- _Consigne_
Prolongez l'extrait consacré à la culpabilité légale et à la présomption d'innocence en reprenant après sa dernière phrase.
=== Extrait source ===
68La doctrine de la culpabilité légale exprime cet objectif. Une personne ne peut être reconnue coupable que si les faits sont établis au terme d’une procédure régulière menée par des autorités compétentes. Le tribunal doit être compétent ratione materiae (jurisdiction), ratione loci (venue) ; il doit agir avant l’expiration du délai de prescription (statue of limitations), l’inculpé doit pouvoir bénéficier de l’autorité de la chose jugée (double jeopardy) et des causes de justification (criminal responsibility), etc. Seul un juge peut procéder à la détermination de cette culpabilité légale distincte de la culpabilité matérielle — qui se borne, elle, à la question de fait de savoir si l’individu a ou non commis matériellement l’acte qui lui est reproché.
69En imposant à l’État l’obligation de prouver tous les éléments de l’affaire dans un contexte de type adjudicative, la présomption d’innocence dans le due process model joue un rôle décisif. Elle permet que soit pris en considération l’ensemble des concepts et des doctrines qui limitent l’usage de la sanction pénale. Cette possibilité « d’innocence légale » revêt une importance décisive et distingue peut être le plus radicalement les deux modèles.
=== Données fournies ===
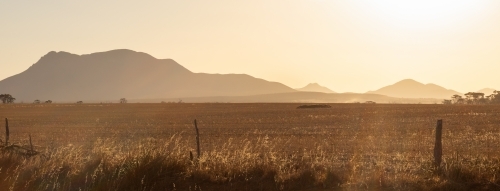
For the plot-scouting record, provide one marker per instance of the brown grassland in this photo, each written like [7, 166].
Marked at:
[250, 147]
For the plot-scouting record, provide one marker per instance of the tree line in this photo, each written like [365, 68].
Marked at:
[474, 98]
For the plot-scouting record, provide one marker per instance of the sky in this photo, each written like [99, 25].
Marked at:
[347, 46]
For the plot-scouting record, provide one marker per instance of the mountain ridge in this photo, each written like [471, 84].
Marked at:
[409, 88]
[315, 87]
[111, 75]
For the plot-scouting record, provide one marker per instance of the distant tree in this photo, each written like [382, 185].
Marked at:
[447, 102]
[123, 100]
[7, 98]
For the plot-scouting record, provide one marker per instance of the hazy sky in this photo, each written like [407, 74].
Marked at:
[348, 46]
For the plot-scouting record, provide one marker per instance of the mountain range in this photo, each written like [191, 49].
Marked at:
[115, 74]
[66, 77]
[315, 87]
[409, 88]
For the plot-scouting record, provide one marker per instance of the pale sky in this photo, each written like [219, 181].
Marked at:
[347, 46]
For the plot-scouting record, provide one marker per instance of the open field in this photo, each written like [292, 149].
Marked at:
[251, 147]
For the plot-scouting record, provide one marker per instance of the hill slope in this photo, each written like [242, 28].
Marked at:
[314, 87]
[412, 89]
[486, 91]
[109, 76]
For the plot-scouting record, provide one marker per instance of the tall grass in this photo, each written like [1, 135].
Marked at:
[152, 164]
[251, 147]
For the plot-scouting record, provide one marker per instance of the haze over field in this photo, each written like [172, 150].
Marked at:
[348, 46]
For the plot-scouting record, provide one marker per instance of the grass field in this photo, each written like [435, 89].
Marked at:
[251, 147]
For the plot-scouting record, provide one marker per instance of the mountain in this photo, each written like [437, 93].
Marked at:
[412, 89]
[298, 97]
[486, 91]
[314, 87]
[111, 75]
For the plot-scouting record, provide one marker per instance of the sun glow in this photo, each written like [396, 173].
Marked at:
[424, 14]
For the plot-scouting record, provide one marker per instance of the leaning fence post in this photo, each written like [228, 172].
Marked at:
[6, 132]
[438, 147]
[31, 144]
[197, 139]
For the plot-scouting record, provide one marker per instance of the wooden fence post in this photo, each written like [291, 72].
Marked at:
[438, 146]
[197, 139]
[6, 132]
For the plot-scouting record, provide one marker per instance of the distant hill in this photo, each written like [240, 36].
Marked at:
[412, 89]
[109, 76]
[486, 91]
[314, 87]
[299, 97]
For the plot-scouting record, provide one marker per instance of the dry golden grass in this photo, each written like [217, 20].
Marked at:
[251, 147]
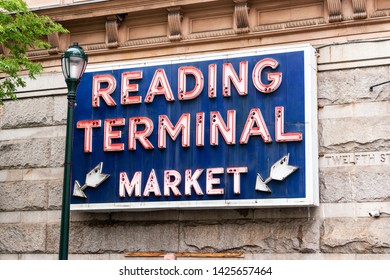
===
- _Réponse rédigée_
70Cette doctrine fut largement développée par la Cour suprême de Warren (1953-1969) qui joua un rôle essentiel dans le domaine de l’administration de la justice pénale par une série de décisions retentissantes en matière de ce que l’on a appelé les droits et les libertés civiles. Notamment en étendant les garanties individuelles aux suspects et aux « présumés coupables », en diminuant les risques d’arbitraire et d’abus au stade de l’enquête policière, de l’instruction et de la mise en jugement, etc.50. Les importantes prises de position sur l’exclusionary rule par laquelle la Cour suprême impose aux États d’exclure des débats les preuves illégalement obtenues par des arrestations illégales, des perquisitions irrégulières, des interrogatoires sous contrainte, etc. sont à cet égard très significatives (cf. supra). Dans le même contexte, l’idée d’égalité dans la justice pénale (discrimination) et dans l’accès à celle-ci est également un produit du due process model qui suscita, entre autres, dans les années 1970, les recherches et les programmes de poverty law51. Enfin, le rôle de l’avocat (legal counsel) se trouve lui aussi dans une position centrale : de sa présence dépend dans une large mesure la réalisation des garanties prévues.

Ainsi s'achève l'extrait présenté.